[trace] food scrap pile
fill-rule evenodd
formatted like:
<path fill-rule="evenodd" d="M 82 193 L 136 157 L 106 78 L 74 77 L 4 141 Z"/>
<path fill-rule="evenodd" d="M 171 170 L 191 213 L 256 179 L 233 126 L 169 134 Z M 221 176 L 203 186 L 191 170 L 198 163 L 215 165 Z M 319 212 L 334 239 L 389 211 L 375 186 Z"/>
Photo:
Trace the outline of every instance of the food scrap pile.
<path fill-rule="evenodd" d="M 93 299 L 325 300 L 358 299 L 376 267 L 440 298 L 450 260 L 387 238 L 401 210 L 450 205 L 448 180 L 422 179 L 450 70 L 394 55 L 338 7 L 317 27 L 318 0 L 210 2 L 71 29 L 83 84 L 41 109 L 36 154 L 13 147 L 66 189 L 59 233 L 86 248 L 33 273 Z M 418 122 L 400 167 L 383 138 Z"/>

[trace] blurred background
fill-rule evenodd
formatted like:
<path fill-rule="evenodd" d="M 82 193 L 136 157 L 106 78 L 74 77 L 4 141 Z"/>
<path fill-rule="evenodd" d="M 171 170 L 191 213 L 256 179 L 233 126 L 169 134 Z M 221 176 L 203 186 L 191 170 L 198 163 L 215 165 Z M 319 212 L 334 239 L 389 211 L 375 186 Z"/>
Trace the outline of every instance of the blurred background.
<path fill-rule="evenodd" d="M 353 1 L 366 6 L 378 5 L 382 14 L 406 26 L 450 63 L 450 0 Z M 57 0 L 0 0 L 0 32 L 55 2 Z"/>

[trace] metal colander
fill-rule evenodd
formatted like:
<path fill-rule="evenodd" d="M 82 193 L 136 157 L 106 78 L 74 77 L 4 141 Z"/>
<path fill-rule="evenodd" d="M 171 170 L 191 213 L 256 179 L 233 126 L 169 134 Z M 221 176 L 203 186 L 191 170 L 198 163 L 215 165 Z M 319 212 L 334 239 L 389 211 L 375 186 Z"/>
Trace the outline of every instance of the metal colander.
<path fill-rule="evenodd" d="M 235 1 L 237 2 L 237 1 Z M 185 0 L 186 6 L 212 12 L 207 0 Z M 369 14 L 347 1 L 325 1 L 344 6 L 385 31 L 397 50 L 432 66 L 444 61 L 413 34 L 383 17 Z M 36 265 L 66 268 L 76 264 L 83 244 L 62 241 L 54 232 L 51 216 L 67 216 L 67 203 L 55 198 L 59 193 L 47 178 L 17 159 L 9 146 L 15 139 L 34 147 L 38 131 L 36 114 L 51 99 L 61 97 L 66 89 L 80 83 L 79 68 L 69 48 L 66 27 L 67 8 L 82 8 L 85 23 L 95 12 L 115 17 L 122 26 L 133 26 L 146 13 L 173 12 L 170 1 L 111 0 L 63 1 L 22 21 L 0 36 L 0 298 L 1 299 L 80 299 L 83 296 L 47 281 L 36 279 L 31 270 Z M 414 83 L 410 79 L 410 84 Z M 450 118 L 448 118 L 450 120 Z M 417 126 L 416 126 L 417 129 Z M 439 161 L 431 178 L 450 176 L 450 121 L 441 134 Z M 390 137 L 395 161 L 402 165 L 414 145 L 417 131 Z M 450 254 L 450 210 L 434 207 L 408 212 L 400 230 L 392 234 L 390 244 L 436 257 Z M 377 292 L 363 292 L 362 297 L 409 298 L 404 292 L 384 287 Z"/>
┄┄┄┄┄┄
Your goal =>
Every record above needs to be restated exactly.

Answer below =>
[trace] food scrap pile
fill-rule evenodd
formatted like:
<path fill-rule="evenodd" d="M 82 193 L 136 157 L 106 78 L 74 77 L 4 141 Z"/>
<path fill-rule="evenodd" d="M 171 170 L 191 213 L 256 179 L 233 126 L 169 134 Z M 221 176 L 203 186 L 191 170 L 198 163 L 215 165 Z M 319 212 L 334 239 L 389 211 L 375 186 Z"/>
Photo:
Trace the outline of every instance of the food scrap pile.
<path fill-rule="evenodd" d="M 93 299 L 325 300 L 358 299 L 376 267 L 440 298 L 450 260 L 387 238 L 401 210 L 450 205 L 448 180 L 422 179 L 450 70 L 394 55 L 338 7 L 317 27 L 318 0 L 210 2 L 71 29 L 83 84 L 41 109 L 36 154 L 13 147 L 66 189 L 59 233 L 86 248 L 33 273 Z M 418 122 L 400 167 L 383 138 Z"/>

[trace] blurred background
fill-rule evenodd
formatted like:
<path fill-rule="evenodd" d="M 82 193 L 136 157 L 106 78 L 74 77 L 4 141 Z"/>
<path fill-rule="evenodd" d="M 171 170 L 191 213 L 256 179 L 233 126 L 169 134 Z M 221 176 L 203 186 L 191 170 L 198 163 L 215 165 Z M 319 212 L 334 239 L 389 211 L 375 186 Z"/>
Trace the outline of every instance of the blurred background.
<path fill-rule="evenodd" d="M 353 1 L 366 6 L 378 5 L 382 14 L 406 26 L 450 63 L 450 0 Z M 57 0 L 0 0 L 0 32 L 55 2 Z"/>

[trace] metal colander
fill-rule evenodd
formatted like:
<path fill-rule="evenodd" d="M 82 193 L 136 157 L 106 78 L 74 77 L 4 141 Z"/>
<path fill-rule="evenodd" d="M 171 170 L 191 213 L 256 179 L 233 126 L 169 134 Z M 221 176 L 203 186 L 191 170 L 198 163 L 215 165 Z M 319 212 L 334 239 L 389 211 L 375 186 Z"/>
Trace the outline of every instance of the metal colander.
<path fill-rule="evenodd" d="M 235 1 L 237 2 L 237 1 Z M 185 0 L 186 6 L 212 12 L 207 0 Z M 369 14 L 347 1 L 325 1 L 344 6 L 385 31 L 397 50 L 432 66 L 444 61 L 413 34 L 383 17 Z M 36 265 L 66 268 L 76 264 L 83 244 L 62 241 L 54 232 L 51 216 L 67 216 L 67 203 L 55 198 L 59 193 L 47 178 L 17 159 L 9 146 L 15 139 L 34 147 L 38 131 L 36 114 L 51 99 L 61 97 L 66 89 L 80 83 L 79 68 L 69 48 L 66 27 L 67 8 L 82 8 L 85 23 L 95 12 L 115 17 L 122 26 L 133 26 L 146 13 L 173 12 L 170 1 L 111 0 L 63 1 L 22 21 L 0 36 L 0 298 L 1 299 L 80 299 L 83 296 L 47 281 L 36 279 L 31 270 Z M 414 83 L 410 79 L 410 84 Z M 450 118 L 448 118 L 450 120 Z M 417 126 L 416 126 L 417 129 Z M 439 161 L 431 178 L 450 176 L 450 121 L 441 134 Z M 390 137 L 395 161 L 402 165 L 414 145 L 417 131 Z M 450 254 L 450 210 L 434 207 L 408 212 L 400 230 L 392 234 L 390 244 L 436 257 Z M 377 292 L 363 292 L 362 297 L 409 298 L 404 292 L 384 287 Z"/>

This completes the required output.